Pick out every line in the listing below that contains the word "dark", and copy each of those lines. Treat uppercase and lowercase as different.

[Records]
____________________

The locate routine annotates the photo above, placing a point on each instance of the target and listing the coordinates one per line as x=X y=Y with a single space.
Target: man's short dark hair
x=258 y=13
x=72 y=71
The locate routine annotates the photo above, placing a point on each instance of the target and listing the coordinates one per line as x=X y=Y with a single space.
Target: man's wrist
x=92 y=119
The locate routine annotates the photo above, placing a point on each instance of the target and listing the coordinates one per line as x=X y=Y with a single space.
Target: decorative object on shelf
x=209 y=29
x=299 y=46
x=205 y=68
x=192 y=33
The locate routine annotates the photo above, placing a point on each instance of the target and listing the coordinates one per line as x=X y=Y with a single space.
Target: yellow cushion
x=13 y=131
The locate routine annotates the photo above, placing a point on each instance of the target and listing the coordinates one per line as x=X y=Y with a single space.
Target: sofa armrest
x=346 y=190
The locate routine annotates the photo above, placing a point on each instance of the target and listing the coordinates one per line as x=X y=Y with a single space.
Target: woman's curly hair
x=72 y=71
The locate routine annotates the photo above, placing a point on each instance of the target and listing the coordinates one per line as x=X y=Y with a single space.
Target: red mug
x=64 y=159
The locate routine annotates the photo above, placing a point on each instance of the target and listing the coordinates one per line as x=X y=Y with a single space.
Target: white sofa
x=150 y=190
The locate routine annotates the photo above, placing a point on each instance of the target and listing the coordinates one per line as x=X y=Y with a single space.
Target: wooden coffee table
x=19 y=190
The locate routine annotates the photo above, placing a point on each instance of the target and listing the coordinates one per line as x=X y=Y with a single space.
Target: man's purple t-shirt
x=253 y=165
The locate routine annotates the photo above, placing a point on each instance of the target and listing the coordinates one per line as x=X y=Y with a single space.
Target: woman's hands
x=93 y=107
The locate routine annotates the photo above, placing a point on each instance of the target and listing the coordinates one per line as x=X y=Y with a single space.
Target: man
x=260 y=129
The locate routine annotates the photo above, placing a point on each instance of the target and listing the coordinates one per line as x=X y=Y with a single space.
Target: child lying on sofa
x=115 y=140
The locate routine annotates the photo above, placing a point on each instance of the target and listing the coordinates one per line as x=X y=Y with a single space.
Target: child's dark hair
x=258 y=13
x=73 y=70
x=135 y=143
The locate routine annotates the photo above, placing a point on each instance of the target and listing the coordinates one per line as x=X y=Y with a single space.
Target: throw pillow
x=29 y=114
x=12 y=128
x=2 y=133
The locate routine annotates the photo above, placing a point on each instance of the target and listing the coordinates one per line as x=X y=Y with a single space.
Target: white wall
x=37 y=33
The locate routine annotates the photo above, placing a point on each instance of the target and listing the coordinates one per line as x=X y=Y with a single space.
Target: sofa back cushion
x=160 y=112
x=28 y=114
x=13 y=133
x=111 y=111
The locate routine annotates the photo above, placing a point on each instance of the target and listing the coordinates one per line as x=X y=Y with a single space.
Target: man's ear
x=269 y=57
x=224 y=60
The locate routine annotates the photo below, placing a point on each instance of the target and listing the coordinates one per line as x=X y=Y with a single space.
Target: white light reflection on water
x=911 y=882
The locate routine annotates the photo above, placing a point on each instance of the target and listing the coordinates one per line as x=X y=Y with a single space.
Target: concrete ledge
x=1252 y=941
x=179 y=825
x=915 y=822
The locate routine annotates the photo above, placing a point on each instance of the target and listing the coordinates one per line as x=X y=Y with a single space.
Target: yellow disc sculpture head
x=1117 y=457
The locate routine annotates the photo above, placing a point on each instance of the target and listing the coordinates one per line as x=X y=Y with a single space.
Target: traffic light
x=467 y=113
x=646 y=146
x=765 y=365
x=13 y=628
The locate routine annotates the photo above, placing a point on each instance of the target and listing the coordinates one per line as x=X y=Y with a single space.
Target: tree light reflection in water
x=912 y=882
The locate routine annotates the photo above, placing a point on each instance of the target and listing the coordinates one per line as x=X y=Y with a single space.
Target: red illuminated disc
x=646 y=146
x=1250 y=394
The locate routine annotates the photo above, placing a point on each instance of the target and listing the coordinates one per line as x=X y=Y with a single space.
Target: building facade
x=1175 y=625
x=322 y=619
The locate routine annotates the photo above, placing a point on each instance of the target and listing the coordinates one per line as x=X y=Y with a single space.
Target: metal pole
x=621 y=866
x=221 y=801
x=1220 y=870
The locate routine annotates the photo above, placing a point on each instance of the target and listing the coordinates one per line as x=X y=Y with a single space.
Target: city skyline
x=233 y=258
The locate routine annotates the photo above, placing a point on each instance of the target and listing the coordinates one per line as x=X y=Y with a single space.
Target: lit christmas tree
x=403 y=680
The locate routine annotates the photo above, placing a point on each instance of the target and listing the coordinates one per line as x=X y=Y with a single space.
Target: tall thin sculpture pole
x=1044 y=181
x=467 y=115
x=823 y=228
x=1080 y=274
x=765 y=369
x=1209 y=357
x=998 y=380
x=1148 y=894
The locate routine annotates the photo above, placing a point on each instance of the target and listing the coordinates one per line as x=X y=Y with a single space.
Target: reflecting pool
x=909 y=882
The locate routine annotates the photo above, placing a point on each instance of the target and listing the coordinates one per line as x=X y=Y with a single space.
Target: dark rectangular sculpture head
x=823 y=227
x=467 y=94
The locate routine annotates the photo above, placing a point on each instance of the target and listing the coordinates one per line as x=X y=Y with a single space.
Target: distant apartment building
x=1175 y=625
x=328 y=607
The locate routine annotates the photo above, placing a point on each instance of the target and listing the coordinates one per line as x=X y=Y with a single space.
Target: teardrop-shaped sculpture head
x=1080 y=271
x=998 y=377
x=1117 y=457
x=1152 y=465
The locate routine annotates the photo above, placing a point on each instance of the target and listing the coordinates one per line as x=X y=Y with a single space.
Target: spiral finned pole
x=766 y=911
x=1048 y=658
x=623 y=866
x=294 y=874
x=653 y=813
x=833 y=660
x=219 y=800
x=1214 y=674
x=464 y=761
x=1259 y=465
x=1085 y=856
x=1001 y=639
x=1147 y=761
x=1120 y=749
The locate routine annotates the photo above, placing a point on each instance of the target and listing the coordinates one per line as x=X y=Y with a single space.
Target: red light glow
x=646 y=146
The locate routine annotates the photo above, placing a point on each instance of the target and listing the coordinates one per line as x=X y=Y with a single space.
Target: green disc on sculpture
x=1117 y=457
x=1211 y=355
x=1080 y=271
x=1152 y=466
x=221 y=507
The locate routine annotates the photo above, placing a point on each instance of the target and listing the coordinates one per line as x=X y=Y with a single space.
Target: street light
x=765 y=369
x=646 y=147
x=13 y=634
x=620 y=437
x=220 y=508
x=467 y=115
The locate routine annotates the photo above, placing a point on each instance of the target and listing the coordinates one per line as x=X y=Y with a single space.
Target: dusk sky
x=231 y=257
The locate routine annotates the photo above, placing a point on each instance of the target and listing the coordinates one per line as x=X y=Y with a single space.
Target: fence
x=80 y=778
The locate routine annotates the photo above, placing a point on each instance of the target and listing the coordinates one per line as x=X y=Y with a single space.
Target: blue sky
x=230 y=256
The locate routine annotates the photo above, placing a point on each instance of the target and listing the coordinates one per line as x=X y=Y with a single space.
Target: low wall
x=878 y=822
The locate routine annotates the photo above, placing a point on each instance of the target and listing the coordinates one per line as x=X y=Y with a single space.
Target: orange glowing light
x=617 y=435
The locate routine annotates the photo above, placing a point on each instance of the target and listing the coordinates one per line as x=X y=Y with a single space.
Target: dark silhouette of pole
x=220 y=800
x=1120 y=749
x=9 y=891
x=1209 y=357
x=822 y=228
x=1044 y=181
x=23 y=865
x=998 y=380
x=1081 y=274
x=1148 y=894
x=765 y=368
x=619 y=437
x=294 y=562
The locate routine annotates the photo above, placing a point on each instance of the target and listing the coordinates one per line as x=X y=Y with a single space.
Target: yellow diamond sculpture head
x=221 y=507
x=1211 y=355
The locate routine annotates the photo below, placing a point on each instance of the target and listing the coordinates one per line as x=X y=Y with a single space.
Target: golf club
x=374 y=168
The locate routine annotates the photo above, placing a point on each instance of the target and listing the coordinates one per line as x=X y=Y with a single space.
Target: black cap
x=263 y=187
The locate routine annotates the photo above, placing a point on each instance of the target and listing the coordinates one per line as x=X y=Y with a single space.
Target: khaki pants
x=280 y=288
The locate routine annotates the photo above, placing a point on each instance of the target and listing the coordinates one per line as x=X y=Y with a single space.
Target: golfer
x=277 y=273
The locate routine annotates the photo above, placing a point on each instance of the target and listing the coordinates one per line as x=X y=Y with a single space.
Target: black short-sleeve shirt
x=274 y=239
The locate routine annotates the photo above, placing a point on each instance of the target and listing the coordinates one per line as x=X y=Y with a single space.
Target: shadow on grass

____________________

# TASK RESPONSE
Target: man's short dark hair
Target: child's dark hair
Target: dark rectangular sculpture head
Target: dark silhouette of pole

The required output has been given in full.